WHAT TO WORK ON: Counting case-sensitively, how many lines of the entries below contain the word "building"? Give only the number.

RECORDS FOR THIS TASK:

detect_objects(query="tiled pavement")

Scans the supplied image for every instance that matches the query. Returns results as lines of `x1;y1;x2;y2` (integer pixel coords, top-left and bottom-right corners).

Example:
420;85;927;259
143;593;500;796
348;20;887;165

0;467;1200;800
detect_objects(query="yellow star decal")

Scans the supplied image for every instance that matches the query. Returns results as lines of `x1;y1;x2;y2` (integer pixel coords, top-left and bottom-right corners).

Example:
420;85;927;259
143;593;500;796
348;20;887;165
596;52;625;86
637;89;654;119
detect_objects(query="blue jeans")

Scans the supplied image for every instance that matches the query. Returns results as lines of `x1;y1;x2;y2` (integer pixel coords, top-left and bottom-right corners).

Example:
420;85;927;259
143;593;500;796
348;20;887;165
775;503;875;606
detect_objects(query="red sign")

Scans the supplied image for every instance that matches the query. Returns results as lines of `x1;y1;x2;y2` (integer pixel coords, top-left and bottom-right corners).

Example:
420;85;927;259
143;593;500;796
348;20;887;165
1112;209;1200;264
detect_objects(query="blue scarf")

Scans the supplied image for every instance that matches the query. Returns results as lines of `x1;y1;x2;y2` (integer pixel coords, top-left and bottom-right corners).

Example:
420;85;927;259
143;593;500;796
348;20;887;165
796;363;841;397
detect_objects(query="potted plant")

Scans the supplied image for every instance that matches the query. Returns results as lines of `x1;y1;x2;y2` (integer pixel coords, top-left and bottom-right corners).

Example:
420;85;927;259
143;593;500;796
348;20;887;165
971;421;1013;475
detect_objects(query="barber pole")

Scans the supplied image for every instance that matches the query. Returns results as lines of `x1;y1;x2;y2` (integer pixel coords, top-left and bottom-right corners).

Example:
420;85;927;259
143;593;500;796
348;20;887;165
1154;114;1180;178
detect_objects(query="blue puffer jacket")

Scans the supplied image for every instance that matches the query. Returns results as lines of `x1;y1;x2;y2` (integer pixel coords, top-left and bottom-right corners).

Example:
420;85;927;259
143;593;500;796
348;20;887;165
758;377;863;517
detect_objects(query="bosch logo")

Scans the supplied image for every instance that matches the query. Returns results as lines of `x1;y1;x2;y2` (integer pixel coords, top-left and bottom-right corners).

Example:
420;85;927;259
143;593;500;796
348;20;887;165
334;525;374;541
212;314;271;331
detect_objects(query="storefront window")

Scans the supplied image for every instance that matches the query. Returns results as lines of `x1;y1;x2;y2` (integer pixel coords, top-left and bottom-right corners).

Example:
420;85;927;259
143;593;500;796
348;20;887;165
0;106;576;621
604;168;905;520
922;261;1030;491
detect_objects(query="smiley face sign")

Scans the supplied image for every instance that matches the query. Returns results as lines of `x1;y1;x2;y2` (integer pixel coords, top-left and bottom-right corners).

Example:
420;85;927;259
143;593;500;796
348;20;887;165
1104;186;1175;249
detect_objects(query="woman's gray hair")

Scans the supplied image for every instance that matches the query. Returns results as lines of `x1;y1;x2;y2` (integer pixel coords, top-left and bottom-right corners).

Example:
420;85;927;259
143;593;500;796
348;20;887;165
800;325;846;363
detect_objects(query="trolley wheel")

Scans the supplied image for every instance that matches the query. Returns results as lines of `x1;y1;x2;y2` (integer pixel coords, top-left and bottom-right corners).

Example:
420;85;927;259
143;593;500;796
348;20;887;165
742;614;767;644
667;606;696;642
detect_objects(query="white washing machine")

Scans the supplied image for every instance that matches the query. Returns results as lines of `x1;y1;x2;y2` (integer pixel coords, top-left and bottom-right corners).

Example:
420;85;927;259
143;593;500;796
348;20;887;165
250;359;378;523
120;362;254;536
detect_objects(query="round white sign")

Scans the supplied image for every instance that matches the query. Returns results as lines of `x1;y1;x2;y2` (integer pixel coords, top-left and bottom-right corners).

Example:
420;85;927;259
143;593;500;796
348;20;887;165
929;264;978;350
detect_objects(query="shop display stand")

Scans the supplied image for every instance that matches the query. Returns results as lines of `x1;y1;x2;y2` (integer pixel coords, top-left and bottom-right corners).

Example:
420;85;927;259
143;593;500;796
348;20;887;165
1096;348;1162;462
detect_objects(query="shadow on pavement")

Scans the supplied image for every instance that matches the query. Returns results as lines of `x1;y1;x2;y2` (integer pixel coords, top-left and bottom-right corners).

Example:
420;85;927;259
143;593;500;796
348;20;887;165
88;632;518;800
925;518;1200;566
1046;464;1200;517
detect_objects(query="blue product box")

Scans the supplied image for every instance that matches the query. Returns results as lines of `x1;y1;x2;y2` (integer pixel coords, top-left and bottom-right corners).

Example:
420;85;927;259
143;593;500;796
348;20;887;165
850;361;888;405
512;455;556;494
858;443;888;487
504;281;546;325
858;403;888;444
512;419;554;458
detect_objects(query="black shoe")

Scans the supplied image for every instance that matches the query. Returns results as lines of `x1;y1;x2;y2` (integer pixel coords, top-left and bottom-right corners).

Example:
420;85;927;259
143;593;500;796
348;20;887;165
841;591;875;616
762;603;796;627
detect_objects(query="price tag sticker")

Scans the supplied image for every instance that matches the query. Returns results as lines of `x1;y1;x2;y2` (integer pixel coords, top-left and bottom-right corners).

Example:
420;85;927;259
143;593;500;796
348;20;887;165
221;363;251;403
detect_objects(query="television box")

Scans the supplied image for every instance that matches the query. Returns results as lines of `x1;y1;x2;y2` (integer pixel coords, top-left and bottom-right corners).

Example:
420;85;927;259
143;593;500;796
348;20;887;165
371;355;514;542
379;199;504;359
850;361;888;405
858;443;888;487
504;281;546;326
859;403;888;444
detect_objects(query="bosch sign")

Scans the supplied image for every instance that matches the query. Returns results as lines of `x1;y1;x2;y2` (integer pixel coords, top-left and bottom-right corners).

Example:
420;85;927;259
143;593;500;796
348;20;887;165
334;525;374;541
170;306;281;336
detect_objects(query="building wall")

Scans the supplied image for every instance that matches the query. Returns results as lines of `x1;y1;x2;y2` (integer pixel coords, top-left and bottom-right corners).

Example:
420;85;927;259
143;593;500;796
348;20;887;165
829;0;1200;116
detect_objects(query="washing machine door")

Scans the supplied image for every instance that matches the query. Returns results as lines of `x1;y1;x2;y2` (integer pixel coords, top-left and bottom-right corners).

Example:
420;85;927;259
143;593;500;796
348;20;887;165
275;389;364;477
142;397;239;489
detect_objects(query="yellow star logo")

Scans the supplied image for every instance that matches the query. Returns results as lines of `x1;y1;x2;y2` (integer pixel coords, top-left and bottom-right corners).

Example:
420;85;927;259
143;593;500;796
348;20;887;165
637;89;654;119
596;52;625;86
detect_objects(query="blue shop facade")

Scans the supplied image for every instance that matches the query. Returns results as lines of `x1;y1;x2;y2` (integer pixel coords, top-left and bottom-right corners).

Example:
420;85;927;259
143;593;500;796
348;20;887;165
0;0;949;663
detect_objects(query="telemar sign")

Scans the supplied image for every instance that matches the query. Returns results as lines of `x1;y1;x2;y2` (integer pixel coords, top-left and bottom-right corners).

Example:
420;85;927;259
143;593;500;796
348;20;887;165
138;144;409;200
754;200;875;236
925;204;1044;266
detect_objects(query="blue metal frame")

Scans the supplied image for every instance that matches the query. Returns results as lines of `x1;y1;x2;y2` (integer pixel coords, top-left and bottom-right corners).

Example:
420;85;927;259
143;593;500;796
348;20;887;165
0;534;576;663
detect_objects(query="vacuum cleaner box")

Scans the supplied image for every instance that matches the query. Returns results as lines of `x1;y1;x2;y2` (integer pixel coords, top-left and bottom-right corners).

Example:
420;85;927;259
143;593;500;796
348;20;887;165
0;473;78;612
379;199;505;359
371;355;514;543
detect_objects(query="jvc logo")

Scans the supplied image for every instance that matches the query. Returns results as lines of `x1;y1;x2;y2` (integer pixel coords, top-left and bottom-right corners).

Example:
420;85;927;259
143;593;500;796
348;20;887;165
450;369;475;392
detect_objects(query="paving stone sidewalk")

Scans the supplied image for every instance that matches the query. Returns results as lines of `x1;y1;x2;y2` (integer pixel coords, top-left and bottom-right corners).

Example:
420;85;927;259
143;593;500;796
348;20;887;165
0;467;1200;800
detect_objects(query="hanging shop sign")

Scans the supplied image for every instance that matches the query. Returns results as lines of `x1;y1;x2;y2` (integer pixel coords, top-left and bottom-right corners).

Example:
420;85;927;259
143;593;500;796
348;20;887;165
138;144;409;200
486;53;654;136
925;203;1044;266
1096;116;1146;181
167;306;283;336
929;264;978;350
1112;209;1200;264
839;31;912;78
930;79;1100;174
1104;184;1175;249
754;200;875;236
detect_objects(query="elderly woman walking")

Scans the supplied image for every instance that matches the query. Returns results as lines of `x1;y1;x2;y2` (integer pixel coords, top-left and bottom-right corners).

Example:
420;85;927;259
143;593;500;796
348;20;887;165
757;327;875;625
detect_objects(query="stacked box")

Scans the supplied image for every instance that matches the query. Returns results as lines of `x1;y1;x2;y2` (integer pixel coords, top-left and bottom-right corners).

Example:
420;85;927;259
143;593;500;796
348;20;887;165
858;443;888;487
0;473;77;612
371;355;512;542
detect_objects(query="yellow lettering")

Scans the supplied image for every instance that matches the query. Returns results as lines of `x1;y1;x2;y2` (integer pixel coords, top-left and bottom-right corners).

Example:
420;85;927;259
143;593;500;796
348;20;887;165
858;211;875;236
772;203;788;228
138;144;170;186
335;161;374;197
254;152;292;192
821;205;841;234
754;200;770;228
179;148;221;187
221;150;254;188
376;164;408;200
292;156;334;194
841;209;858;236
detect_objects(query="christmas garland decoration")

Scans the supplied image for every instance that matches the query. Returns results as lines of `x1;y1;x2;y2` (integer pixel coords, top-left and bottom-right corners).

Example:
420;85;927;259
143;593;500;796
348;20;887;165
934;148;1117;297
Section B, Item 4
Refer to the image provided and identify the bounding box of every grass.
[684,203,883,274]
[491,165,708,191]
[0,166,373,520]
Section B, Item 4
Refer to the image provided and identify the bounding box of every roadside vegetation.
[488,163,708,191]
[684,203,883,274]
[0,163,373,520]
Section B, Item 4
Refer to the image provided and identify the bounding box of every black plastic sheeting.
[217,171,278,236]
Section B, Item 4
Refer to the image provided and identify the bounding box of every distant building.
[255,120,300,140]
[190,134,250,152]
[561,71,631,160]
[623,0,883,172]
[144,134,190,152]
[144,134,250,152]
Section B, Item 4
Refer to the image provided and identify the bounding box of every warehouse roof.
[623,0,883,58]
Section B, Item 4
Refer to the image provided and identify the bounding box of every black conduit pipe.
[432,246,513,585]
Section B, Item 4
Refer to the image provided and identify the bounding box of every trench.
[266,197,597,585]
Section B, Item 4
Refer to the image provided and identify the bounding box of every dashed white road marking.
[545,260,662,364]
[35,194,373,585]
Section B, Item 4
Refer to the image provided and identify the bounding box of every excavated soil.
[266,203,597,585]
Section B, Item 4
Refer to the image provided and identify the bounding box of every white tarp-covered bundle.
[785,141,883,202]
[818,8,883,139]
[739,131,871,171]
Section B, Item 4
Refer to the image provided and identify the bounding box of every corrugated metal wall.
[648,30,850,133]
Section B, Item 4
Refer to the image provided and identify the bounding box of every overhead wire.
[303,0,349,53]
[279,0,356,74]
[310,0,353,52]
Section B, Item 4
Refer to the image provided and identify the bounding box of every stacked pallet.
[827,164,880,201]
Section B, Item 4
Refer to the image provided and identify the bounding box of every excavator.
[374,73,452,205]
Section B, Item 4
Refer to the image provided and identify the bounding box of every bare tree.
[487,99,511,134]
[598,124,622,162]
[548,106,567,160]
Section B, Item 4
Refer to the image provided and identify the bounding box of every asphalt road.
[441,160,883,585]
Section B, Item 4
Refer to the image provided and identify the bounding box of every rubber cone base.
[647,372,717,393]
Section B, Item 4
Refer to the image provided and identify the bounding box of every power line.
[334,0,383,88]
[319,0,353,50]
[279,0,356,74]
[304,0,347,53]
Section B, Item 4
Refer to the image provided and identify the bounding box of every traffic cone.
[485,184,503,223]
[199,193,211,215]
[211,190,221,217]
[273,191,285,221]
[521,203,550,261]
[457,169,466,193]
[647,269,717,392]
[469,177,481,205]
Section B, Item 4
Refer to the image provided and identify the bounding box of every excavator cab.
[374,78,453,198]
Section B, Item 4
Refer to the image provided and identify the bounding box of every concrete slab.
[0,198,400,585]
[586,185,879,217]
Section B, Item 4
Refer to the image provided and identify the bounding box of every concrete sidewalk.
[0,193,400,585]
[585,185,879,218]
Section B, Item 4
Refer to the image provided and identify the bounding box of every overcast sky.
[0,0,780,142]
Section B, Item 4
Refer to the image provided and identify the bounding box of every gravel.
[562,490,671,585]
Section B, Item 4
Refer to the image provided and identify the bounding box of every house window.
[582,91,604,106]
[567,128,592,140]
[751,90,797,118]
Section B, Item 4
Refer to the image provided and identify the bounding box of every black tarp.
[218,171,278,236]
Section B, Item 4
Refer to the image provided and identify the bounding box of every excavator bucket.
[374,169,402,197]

FULL OUTPUT: 2